TASKS FOR THIS EXERCISE —
[a] According to the tennis essay, how many ping-pong tables does the sports complex near the writer's apartment have?
[b] Retype the tennis essay from "So I went exploring." up to and including "practice hitting against.".

EXCERPT —
▶

- Kay Diaz
- Oct 19, 2022
- 6 min read
After a long hiatus, I recently decided to start playing tennis again. It is the game I love most, and I had missed it very much. But before I dared to set foot on a court and embarrass myself, I needed to practice. Perhaps if I could dazzle potential hitting partners with expert strokes, they’d overlook my inexpert Spanish. Any wall would do.
So I went exploring. I discovered that not far from our apartment in Madrid is a large public sports complex chock-a-block with tennis courts, padel courts, and Basque pelota courts. It even has a row of five weather-resistant ping-pong tables. I looked for — and was thrilled to find — that the complex also has walls to practice hitting against.
It is often said that tennis is a lonely game. In singles, at least, you are on your own, battling it out gladiator-style against an opponent, no coaching allowed. As a child and young adult, long before the expressions “I got this” or “hold my beer” took hold in the American vernacular, tennis gave me a sense of self-reliance and confidence. And when that confidence was unwarranted, losing carried its own important lessons.

◀

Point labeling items

▶

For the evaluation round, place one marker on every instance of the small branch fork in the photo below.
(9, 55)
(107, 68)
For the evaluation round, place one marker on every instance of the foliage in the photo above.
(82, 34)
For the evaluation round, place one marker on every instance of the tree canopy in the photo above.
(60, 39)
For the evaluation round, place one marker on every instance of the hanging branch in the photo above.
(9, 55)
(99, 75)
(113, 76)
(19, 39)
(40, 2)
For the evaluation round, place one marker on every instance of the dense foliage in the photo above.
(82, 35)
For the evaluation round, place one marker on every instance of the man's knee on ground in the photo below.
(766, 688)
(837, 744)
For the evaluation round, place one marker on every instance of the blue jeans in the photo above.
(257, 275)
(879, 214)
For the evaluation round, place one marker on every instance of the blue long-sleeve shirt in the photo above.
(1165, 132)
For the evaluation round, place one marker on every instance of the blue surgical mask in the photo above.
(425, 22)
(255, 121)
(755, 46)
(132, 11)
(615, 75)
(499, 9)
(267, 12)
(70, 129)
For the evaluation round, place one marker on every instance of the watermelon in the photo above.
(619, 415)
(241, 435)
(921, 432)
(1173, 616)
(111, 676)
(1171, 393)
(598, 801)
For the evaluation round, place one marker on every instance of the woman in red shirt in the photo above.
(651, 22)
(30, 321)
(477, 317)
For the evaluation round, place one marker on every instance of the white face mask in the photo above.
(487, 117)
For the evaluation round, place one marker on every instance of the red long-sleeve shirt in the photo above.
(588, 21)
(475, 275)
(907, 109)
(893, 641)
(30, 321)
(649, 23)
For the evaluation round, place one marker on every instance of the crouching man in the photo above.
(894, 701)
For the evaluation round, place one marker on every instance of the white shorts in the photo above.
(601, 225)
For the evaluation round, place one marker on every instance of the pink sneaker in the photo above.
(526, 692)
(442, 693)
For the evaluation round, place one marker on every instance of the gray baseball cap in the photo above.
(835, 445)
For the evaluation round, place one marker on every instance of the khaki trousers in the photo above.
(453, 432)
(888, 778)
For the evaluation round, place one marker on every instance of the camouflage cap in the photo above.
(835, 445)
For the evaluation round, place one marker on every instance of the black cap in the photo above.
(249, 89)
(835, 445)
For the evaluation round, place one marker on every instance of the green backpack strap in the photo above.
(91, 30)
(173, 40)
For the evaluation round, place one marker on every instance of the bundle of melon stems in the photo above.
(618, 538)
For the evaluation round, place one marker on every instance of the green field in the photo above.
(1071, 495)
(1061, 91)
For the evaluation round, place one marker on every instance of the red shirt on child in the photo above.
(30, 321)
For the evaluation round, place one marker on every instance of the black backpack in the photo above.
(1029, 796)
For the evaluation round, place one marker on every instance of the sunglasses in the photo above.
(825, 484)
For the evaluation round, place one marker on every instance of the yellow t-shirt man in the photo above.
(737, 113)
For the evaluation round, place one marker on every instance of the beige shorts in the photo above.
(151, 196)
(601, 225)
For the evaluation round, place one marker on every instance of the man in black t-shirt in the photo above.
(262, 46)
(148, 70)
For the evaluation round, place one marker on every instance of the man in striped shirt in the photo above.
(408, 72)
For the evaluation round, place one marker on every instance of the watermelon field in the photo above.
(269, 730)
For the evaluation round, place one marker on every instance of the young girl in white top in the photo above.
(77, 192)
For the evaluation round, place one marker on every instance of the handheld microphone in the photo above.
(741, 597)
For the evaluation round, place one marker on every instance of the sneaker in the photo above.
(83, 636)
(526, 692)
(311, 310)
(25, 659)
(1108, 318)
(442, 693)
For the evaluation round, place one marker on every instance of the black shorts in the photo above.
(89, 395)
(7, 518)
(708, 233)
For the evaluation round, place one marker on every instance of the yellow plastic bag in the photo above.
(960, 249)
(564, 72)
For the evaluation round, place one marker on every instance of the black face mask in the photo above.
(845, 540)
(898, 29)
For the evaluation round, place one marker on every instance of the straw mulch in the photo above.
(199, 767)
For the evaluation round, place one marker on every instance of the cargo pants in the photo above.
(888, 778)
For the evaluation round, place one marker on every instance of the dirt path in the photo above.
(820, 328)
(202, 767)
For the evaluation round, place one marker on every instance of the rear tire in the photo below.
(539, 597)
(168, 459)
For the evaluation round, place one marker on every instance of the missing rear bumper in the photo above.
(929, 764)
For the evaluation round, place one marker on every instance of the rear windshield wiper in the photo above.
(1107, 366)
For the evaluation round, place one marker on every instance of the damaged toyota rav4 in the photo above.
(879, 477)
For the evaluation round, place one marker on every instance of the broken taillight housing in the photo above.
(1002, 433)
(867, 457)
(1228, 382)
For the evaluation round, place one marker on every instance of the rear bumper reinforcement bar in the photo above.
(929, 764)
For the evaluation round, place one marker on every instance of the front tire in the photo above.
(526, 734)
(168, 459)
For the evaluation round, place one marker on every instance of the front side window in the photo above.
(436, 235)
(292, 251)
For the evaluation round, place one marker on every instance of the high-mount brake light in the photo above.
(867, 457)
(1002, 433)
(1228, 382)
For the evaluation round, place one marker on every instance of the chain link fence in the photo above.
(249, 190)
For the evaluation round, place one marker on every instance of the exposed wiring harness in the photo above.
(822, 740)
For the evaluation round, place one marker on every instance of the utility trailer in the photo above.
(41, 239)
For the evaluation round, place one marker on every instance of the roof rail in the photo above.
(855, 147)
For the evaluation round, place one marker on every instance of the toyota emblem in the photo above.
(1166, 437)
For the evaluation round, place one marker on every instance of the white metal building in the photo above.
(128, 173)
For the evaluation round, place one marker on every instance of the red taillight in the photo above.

◀

ANSWERS TO THE EXERCISES —
[a] Five weather-resistant ping-pong tables, in a row.

[b]
So I went exploring. I discovered that not far from our apartment in Madrid is a large public sports complex chock-a-block with tennis courts, padel courts, and Basque pelota courts. It even has a row of five weather-resistant ping-pong tables. I looked for — and was thrilled to find — that the complex also has walls to practice hitting against.